→ Problem:
Change "gabled roof" to "pitched roof" throughout the records below and give them back otherwise unchanged, with the pictures left out.

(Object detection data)
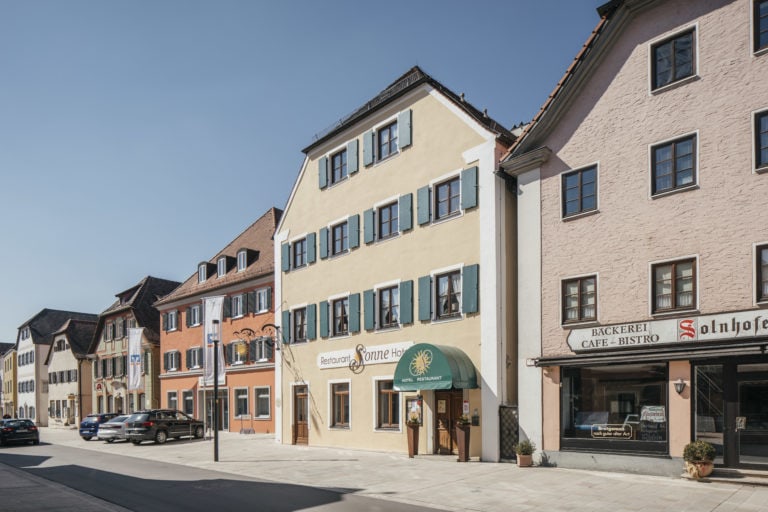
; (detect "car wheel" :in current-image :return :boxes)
[155,430,168,444]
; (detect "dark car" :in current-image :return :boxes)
[0,420,40,446]
[125,409,205,444]
[80,412,117,441]
[99,415,130,443]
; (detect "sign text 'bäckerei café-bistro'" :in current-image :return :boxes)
[568,310,768,352]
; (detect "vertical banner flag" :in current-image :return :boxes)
[203,296,224,386]
[128,327,144,391]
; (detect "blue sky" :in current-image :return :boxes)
[0,0,603,342]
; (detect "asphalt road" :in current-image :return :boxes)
[0,441,440,512]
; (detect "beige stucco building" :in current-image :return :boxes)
[503,0,768,475]
[275,68,517,460]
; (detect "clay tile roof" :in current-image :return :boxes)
[155,207,283,306]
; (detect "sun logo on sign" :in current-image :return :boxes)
[408,350,432,377]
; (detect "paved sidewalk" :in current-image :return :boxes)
[12,428,768,512]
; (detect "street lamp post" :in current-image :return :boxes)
[211,319,220,462]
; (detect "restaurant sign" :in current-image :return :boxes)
[317,341,413,373]
[568,310,768,352]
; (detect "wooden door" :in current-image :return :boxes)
[293,386,309,444]
[435,391,463,455]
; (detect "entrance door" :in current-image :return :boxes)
[695,362,768,469]
[435,391,463,455]
[293,386,309,444]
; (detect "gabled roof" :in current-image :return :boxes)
[155,207,283,307]
[16,308,98,348]
[302,66,515,154]
[45,319,97,364]
[88,276,181,353]
[502,0,640,162]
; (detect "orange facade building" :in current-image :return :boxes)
[155,208,282,433]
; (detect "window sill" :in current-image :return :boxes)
[651,74,700,96]
[560,208,600,222]
[651,183,699,199]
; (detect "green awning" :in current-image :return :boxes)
[394,343,477,391]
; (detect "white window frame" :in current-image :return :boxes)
[328,379,354,431]
[253,386,272,420]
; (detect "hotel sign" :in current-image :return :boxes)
[317,341,413,373]
[567,310,768,352]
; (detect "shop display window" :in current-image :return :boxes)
[561,363,668,452]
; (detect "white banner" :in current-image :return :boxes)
[128,327,144,391]
[203,296,226,386]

→ Output of the task:
; (detect "car wheel" :in current-image :return :boxes)
[155,430,168,444]
; (detect "dark car" :in current-image :return :boxes)
[0,420,40,446]
[125,409,205,444]
[80,412,117,441]
[99,415,130,443]
; (detect "sign text 'bäckerei café-bistro'" :in current-image :return :boxes)
[568,310,768,352]
; (detect "vertical banner flag" :in current-image :return :boxes)
[203,296,224,386]
[128,327,144,391]
; (detect "blue sky" :in current-image :return :boxes)
[0,0,603,342]
; (detect "asphalt road" :in current-image :return :boxes)
[0,441,440,512]
; (detect "beige stucco building" :in current-image :return :boxes)
[503,0,768,475]
[275,68,517,460]
; (detect "clay tile roof" :in current-image :return :boxes)
[155,207,283,306]
; (detect "sun logo on sign" :in current-image :return :boxes)
[408,350,432,377]
; (detect "paved sidewalk" :in current-image :return :boxes)
[12,428,768,512]
; (detect "street lamp post" :in current-image :return :boxes)
[211,319,220,462]
; (detect "restaurant sign" :in current-image :return :boxes)
[317,341,413,373]
[568,310,768,352]
; (detect "wooden door" :in current-image :return :boxes)
[293,386,309,444]
[435,391,463,455]
; (detect "entrance door" :in current-image :return :boxes)
[695,362,768,469]
[435,391,463,455]
[293,386,309,444]
; (detect "pitched roof" :in current-image :return :boxes)
[155,207,283,307]
[16,308,98,348]
[302,66,515,154]
[45,319,97,364]
[88,276,181,353]
[502,0,640,162]
; (detect "orange facade building" :in current-image :return :boxes)
[155,208,282,433]
; (detect "window sill" :in current-image :return :boxes)
[651,74,700,96]
[560,208,600,222]
[651,183,699,199]
; (detect "green awning" :in current-image :return :boxes)
[394,343,477,391]
; (detect "white window frame" :in current-image :return :boxes)
[328,379,354,431]
[253,386,272,420]
; (detect "hotel sign" :in current-image :return :boxes)
[317,341,413,373]
[567,310,768,352]
; (detect "shop display window" :in current-image :return :boxes)
[561,363,668,452]
; (detect "white banner" :in current-image :return :boxes)
[128,327,144,391]
[203,296,226,386]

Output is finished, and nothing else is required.